Exercise material
----------------------------------------

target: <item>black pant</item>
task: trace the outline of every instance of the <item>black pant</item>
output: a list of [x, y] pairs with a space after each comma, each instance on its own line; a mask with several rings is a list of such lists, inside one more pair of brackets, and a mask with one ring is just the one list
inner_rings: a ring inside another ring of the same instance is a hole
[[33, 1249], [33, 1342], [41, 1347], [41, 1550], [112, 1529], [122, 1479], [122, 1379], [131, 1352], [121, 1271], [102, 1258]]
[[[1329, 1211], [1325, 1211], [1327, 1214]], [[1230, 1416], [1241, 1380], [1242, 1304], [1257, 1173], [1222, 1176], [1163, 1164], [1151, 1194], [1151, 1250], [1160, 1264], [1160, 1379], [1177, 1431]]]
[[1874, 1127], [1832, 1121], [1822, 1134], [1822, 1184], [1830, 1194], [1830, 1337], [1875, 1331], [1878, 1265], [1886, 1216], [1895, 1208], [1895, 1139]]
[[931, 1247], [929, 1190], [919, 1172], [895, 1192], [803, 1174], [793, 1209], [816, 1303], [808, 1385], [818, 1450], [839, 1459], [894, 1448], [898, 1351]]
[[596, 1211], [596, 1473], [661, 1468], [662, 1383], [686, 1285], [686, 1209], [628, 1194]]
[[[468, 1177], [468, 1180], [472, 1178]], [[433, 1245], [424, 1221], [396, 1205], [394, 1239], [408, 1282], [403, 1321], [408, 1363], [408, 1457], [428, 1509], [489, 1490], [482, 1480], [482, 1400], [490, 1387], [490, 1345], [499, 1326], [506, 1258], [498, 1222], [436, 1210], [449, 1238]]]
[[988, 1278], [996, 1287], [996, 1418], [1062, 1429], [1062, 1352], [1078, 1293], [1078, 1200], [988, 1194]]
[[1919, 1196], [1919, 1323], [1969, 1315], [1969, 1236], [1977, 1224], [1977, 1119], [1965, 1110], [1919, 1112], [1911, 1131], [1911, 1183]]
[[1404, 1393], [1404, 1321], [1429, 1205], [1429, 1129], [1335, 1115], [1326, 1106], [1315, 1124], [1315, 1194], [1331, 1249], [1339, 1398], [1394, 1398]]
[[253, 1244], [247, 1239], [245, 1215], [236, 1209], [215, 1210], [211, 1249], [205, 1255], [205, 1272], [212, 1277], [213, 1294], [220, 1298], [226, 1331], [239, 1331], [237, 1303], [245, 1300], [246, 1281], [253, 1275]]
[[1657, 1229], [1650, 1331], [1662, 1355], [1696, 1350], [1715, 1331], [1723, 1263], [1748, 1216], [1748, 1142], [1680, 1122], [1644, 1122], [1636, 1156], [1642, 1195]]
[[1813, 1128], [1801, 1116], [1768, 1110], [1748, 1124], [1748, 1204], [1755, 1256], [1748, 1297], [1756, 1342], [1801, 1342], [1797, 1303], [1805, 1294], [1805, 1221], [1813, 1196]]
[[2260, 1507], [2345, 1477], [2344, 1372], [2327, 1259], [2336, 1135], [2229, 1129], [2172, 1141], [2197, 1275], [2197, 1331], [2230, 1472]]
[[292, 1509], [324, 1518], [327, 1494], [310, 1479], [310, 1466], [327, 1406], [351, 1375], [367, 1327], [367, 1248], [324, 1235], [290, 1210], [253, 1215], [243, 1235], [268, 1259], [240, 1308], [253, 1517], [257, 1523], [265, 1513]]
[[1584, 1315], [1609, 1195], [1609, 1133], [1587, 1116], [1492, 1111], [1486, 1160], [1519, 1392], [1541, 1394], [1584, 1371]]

----------------------------------------

Exercise details
Using the records above, output exactly the lines from the first through the line that contains "output: a list", with both of those included.

Solution
target: <item>black pant</item>
task: trace the outline of every instance of the <item>black pant</item>
output: a list of [x, y] pairs with a space after each comma, each instance on its own line; a mask with several rings is a list of such lists, inside one more pair of brackets, and a mask with one ring is just the one list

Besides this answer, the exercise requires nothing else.